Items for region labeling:

## begin

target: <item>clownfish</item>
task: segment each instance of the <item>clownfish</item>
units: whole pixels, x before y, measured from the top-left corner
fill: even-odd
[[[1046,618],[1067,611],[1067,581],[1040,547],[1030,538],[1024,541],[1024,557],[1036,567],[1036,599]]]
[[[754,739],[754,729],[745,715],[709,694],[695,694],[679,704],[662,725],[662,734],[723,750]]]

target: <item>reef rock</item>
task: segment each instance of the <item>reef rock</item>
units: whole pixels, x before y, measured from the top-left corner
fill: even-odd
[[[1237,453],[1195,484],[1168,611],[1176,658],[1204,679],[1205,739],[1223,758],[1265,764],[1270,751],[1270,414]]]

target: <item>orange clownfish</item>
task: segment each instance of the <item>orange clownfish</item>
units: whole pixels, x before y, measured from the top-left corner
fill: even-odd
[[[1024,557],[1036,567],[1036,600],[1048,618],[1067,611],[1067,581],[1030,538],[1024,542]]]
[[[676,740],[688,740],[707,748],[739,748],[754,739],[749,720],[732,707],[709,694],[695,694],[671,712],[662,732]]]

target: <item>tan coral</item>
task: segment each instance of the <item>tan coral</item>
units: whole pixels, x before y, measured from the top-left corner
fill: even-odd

## end

#### EXERCISE DETAILS:
Put each line of the listing above into a Markdown table with the columns "Row" and "Line", numbering the rows in order and omitting any blank lines.

#### SOLVED EXERCISE:
| Row | Line |
|---|---|
| 1 | target: <item>clownfish</item> |
| 2 | task: segment each instance of the <item>clownfish</item> |
| 3 | units: whole pixels, x before y, measured from the top-left corner |
| 4 | fill: even-odd |
| 5 | [[[1046,618],[1067,611],[1067,581],[1040,547],[1030,538],[1024,541],[1024,557],[1036,567],[1036,599]]] |
| 6 | [[[754,739],[754,729],[745,715],[709,694],[695,694],[679,704],[662,725],[662,734],[723,750]]] |
| 7 | target: <item>reef rock</item> |
| 8 | task: segment each instance of the <item>reef rock</item> |
| 9 | units: whole pixels, x before y, measured from the top-left corner |
| 10 | fill: even-odd |
| 11 | [[[1237,453],[1195,484],[1168,611],[1176,658],[1204,679],[1205,739],[1223,758],[1265,764],[1270,751],[1270,414]]] |
| 12 | target: <item>orange clownfish</item> |
| 13 | task: segment each instance of the <item>orange clownfish</item> |
| 14 | units: whole pixels, x before y, measured from the top-left corner |
| 15 | fill: even-odd |
| 16 | [[[1024,557],[1036,567],[1036,600],[1048,618],[1067,611],[1067,581],[1030,538],[1024,542]]] |
| 17 | [[[676,740],[688,740],[707,748],[739,748],[754,739],[749,720],[732,707],[709,694],[695,694],[671,712],[662,732]]] |
| 18 | target: <item>tan coral</item> |
| 19 | task: segment each instance of the <item>tan coral</item> |
| 20 | units: whole pixels, x before y, measured from the top-left corner |
| 21 | fill: even-odd |